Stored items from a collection
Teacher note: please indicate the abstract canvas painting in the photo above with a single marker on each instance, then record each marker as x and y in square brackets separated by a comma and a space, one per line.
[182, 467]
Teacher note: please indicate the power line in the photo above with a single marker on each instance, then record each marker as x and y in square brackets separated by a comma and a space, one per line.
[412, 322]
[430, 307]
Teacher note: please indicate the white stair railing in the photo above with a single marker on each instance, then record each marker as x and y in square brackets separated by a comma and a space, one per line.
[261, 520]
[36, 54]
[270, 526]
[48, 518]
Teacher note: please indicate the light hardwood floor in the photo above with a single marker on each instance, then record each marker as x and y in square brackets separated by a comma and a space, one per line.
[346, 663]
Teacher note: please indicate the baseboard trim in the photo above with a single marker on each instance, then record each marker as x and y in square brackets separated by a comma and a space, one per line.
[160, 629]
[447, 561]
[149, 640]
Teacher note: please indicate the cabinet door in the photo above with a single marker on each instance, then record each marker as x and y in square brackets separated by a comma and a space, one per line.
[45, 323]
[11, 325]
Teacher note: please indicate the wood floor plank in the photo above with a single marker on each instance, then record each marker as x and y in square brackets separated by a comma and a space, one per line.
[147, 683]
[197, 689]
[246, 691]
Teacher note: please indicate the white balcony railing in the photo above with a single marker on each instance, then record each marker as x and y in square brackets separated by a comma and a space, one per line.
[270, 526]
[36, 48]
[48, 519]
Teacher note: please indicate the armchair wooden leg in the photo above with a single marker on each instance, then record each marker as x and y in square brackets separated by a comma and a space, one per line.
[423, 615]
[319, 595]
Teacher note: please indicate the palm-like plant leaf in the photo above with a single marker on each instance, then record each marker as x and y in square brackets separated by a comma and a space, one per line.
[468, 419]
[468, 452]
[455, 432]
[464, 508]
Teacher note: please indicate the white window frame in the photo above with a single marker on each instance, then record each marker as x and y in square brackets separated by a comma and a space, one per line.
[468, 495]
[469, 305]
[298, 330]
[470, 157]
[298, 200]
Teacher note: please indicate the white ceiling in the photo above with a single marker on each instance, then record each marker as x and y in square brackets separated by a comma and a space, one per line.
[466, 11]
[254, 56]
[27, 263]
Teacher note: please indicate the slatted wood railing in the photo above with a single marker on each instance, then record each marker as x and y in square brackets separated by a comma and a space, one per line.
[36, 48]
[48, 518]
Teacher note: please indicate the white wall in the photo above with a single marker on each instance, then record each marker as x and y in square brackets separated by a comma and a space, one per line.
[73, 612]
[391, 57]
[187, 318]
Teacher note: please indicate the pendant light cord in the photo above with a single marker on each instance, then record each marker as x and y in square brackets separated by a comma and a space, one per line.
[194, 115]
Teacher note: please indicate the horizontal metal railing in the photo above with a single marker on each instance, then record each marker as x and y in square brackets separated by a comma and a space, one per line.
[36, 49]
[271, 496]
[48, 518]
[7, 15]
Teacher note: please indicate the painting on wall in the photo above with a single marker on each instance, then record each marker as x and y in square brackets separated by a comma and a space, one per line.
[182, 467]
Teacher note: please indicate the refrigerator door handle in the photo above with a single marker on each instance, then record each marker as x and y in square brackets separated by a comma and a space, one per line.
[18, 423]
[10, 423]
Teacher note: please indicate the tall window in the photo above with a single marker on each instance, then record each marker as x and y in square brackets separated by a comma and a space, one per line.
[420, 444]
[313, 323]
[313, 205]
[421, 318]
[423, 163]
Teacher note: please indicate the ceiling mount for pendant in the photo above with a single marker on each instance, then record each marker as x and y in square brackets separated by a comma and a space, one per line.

§ **Exercise instructions**
Keeping every word as it is, repeat all of the records.

§ **Response box**
Teacher note: please indicate the abstract canvas painting in the photo above with a single marker on each instance, then record each marker as x and y in square brackets separated by a comma and a space, one per line.
[182, 467]
Teacher note: please indicate the power line in the photo above with a single marker on each instance, then record each marker as x and y in square brackets separated by a comma and a space, one per line.
[412, 322]
[430, 307]
Teacher note: please indicate the white stair railing in the photo above with a single marker on each instance, then record each marker as x and y in square brackets separated by a comma and a space, one per line.
[261, 520]
[36, 54]
[270, 526]
[48, 518]
Teacher note: please indicate the light hardwood floor in the photo above with a single marker on each instance, then record each marker as x and y in square brackets separated by a comma and a space, one per line.
[346, 663]
Teacher note: please indicate the baseboard trim in the photo above with a single marker on each instance, then record each marker as x and y in square brackets separated by a comma and a space, one per line.
[160, 629]
[447, 561]
[149, 640]
Teacher note: please indicate the cabinet door in the photo above with a single marker on each instance, then record each marker as x and y in square brackets separated by a comma and a space, one per line.
[45, 323]
[11, 325]
Teacher note: please indicate the wood floor plank in the photo above with a single marker on each instance, then record each marker as x and y in square brackets separated by a comma and a space, one per line.
[147, 683]
[197, 689]
[246, 691]
Teacher note: please indicate the white balcony railing in the photo above with a single marker on each instance, then record each marker as x and y in square brackets separated by a comma and a space, one per line.
[270, 526]
[36, 48]
[48, 519]
Teacher note: please indicate the armchair wooden leg in the photo above with a single marker on each instance, then record each marker as x and y in square brackets separated by a comma and a space, one per line.
[423, 615]
[319, 595]
Teacher note: please indicate the palm-like plant leaf in the photo above with a single marker on each instance, then record each marker as x and y in square brackets separated by a comma and a space, one per line.
[468, 419]
[468, 452]
[455, 432]
[464, 508]
Teacher note: please indicate the white window frame in the photo above with a single marker on each instance, then record each marker as x and y in square brackets separated by a comma and a space, one per line.
[468, 495]
[469, 305]
[298, 330]
[470, 157]
[298, 200]
Teacher note: please indicate the white ceiling in the photo above with a single marker on each instance, then record each marker as x and y in square brackets separated by a comma and a space, one per line.
[466, 11]
[254, 56]
[27, 263]
Teacher note: please indicate the slatted wood railing in the photo above with a single marker on each instance, then record each marker as x and y in square brackets separated by a comma and a space, one per line.
[36, 48]
[48, 518]
Teacher note: please indicate the white wall in the photo above with a single marker on each instance, then record each marker as x and y in square brackets separated by a comma and a space, one per line.
[73, 612]
[391, 57]
[187, 318]
Teacher note: please indicate the pendant light cord in the photo above with a single marker on each instance, then record each marker as x and y in square brackets separated by a comma and a space, one per line.
[194, 115]
Teacher note: please indicate the horizontal metal railing in the photo above with a single marker on each instance, then record each marker as x and y in square brackets separated by a comma and a space, one per line.
[36, 49]
[271, 496]
[48, 518]
[7, 15]
Teacher note: please indicate the painting on wall in the photo above with a single marker on each instance, then record each marker as x and y in square brackets separated by a comma and a space, one per line.
[182, 467]
Teacher note: please indicate the refrigerator door handle in the photo above with a single marker on each instance, then record each marker as x and y in square brackets separated by a comma and a space, one per line.
[18, 423]
[10, 423]
Teacher note: please indicate the tall window in the photo above with a single marker on each instance, then record each marker as x and y in square brackets separated by a comma and a space, one per line.
[420, 444]
[313, 323]
[313, 205]
[421, 318]
[423, 163]
Teacher note: please indicate the ceiling mount for pendant in the photo above with a single marker on each instance, then record each marker as x and y in square brackets separated by a comma and a space, one per line.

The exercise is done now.